[Records from a data collection]

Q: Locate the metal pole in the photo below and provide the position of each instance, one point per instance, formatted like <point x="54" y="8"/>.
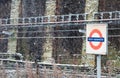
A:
<point x="98" y="66"/>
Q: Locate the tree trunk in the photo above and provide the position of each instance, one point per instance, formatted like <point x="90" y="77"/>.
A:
<point x="48" y="44"/>
<point x="12" y="42"/>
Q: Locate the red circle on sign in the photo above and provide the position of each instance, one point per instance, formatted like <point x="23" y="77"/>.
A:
<point x="96" y="47"/>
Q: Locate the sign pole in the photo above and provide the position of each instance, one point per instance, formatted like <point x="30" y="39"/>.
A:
<point x="98" y="66"/>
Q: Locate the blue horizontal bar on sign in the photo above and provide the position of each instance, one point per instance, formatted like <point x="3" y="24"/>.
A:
<point x="96" y="39"/>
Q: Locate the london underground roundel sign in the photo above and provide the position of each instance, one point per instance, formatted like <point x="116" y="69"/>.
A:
<point x="96" y="39"/>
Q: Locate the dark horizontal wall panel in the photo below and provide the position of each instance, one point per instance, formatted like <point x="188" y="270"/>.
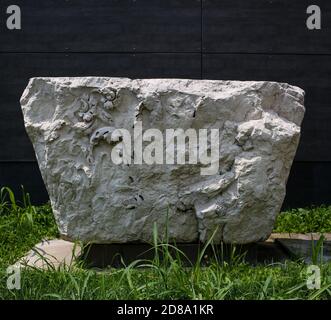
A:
<point x="104" y="26"/>
<point x="16" y="69"/>
<point x="27" y="174"/>
<point x="308" y="184"/>
<point x="310" y="72"/>
<point x="251" y="26"/>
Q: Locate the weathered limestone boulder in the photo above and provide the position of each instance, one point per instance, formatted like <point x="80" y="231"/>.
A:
<point x="104" y="190"/>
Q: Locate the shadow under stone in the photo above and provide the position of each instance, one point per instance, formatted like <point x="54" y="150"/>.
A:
<point x="121" y="255"/>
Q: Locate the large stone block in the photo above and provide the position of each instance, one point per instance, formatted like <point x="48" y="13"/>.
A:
<point x="78" y="125"/>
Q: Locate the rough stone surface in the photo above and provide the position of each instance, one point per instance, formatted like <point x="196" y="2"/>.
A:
<point x="69" y="121"/>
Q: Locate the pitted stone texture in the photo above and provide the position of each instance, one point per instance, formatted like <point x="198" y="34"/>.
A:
<point x="93" y="199"/>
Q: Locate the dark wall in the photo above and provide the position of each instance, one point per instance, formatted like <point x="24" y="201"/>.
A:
<point x="199" y="39"/>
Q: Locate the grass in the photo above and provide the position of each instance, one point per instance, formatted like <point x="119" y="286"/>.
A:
<point x="22" y="225"/>
<point x="314" y="219"/>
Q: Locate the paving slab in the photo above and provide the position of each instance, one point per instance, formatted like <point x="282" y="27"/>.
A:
<point x="279" y="247"/>
<point x="54" y="253"/>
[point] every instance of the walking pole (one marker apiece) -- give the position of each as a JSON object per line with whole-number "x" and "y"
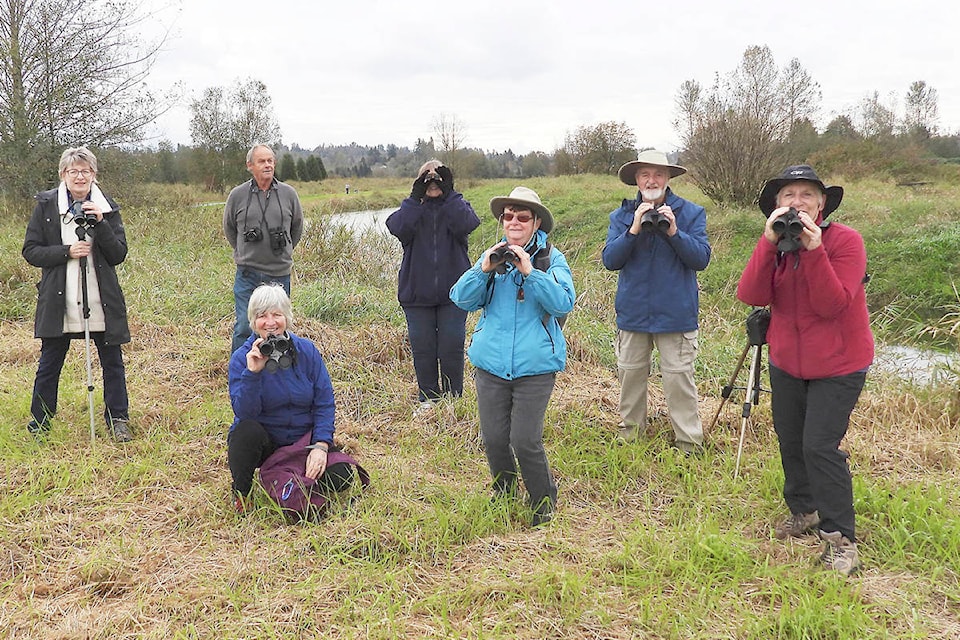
{"x": 751, "y": 397}
{"x": 81, "y": 234}
{"x": 728, "y": 389}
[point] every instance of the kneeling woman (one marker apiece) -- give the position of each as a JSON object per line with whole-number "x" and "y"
{"x": 517, "y": 346}
{"x": 276, "y": 400}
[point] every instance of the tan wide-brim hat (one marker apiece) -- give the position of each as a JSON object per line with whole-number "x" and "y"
{"x": 628, "y": 172}
{"x": 524, "y": 197}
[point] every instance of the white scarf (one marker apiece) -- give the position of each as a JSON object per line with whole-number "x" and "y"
{"x": 73, "y": 294}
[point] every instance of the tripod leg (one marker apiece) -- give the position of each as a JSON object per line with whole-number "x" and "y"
{"x": 86, "y": 336}
{"x": 754, "y": 375}
{"x": 727, "y": 390}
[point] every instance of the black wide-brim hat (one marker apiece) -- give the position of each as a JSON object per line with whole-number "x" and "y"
{"x": 768, "y": 195}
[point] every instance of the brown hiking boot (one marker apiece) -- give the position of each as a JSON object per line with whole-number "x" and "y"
{"x": 839, "y": 554}
{"x": 797, "y": 525}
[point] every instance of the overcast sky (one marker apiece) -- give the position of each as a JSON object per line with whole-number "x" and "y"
{"x": 522, "y": 74}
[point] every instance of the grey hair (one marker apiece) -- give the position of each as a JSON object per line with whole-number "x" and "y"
{"x": 429, "y": 165}
{"x": 267, "y": 297}
{"x": 259, "y": 146}
{"x": 73, "y": 155}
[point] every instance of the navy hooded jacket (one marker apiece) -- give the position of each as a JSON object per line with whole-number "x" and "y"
{"x": 657, "y": 289}
{"x": 434, "y": 237}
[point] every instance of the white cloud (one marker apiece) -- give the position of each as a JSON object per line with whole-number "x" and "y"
{"x": 521, "y": 74}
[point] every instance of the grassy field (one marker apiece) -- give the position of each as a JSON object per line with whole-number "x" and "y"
{"x": 101, "y": 540}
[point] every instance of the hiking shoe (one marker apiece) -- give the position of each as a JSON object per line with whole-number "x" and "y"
{"x": 839, "y": 554}
{"x": 798, "y": 525}
{"x": 690, "y": 449}
{"x": 542, "y": 513}
{"x": 424, "y": 409}
{"x": 242, "y": 504}
{"x": 38, "y": 429}
{"x": 121, "y": 430}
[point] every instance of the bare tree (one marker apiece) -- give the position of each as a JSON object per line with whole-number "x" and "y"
{"x": 689, "y": 106}
{"x": 451, "y": 135}
{"x": 73, "y": 73}
{"x": 225, "y": 123}
{"x": 740, "y": 131}
{"x": 600, "y": 148}
{"x": 921, "y": 110}
{"x": 877, "y": 120}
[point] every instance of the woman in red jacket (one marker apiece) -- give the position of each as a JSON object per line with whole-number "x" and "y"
{"x": 811, "y": 273}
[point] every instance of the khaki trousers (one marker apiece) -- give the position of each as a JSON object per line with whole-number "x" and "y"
{"x": 677, "y": 353}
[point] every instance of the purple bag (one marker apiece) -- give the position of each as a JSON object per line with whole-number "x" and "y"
{"x": 282, "y": 476}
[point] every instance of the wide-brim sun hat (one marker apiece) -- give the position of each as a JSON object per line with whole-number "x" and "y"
{"x": 524, "y": 197}
{"x": 768, "y": 195}
{"x": 628, "y": 172}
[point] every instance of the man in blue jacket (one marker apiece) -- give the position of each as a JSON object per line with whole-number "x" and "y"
{"x": 657, "y": 242}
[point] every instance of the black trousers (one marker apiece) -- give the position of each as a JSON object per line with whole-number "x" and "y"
{"x": 811, "y": 419}
{"x": 249, "y": 444}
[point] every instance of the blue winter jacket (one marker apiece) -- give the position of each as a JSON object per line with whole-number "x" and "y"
{"x": 513, "y": 338}
{"x": 657, "y": 288}
{"x": 288, "y": 402}
{"x": 434, "y": 238}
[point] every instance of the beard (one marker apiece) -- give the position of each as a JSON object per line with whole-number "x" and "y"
{"x": 652, "y": 195}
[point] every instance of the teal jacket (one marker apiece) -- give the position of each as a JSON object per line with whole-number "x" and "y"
{"x": 516, "y": 335}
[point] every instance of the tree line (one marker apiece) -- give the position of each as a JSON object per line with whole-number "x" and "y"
{"x": 745, "y": 126}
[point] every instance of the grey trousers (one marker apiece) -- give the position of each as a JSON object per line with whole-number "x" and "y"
{"x": 811, "y": 419}
{"x": 511, "y": 423}
{"x": 677, "y": 353}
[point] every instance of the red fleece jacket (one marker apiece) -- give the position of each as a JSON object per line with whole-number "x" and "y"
{"x": 819, "y": 323}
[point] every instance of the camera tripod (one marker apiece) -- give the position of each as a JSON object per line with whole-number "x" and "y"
{"x": 81, "y": 235}
{"x": 756, "y": 337}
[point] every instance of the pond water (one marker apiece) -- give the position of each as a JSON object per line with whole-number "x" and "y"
{"x": 363, "y": 220}
{"x": 920, "y": 366}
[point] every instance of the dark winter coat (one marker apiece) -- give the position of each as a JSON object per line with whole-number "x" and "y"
{"x": 44, "y": 248}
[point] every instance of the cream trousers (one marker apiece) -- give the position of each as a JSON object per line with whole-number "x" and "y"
{"x": 677, "y": 353}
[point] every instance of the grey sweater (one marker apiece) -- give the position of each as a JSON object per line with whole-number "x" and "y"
{"x": 277, "y": 208}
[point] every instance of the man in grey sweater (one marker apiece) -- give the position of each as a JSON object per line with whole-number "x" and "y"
{"x": 263, "y": 222}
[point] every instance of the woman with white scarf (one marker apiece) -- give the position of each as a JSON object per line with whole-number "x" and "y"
{"x": 76, "y": 226}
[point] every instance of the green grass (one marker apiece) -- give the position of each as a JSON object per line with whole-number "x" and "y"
{"x": 102, "y": 541}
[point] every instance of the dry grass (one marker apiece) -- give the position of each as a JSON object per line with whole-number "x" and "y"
{"x": 140, "y": 541}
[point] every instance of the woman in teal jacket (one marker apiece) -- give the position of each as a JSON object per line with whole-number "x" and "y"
{"x": 517, "y": 346}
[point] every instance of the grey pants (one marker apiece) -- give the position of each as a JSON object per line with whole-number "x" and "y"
{"x": 511, "y": 423}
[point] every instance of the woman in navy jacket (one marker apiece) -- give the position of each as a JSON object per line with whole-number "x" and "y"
{"x": 433, "y": 225}
{"x": 60, "y": 246}
{"x": 278, "y": 396}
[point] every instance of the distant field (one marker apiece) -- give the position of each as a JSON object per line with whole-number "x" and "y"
{"x": 107, "y": 541}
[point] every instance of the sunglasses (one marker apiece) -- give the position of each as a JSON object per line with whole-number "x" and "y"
{"x": 521, "y": 217}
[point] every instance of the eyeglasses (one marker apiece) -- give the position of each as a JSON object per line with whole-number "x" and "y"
{"x": 508, "y": 217}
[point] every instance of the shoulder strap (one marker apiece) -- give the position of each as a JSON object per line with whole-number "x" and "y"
{"x": 541, "y": 261}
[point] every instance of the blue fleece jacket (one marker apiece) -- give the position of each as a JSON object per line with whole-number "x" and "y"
{"x": 434, "y": 238}
{"x": 288, "y": 402}
{"x": 657, "y": 288}
{"x": 511, "y": 339}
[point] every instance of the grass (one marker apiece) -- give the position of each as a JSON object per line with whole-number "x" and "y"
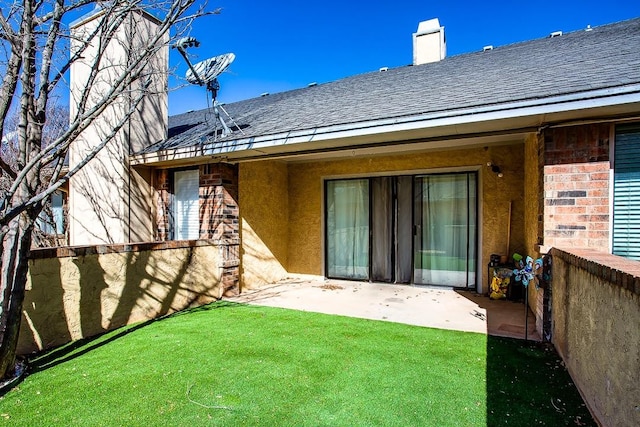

_Requirement:_ Select and copy each line of the data above that holds the word "navy".

_Correct response:_
[point] every instance of the navy hooded jacket (one marker apiece) -- give the position of each as a JSON object per line with whole-number "x" and "y"
[point] every instance of the woman in navy jacket (one marker apiece) -- give the position of each as a JSON object per line with whole-number "x" and "y"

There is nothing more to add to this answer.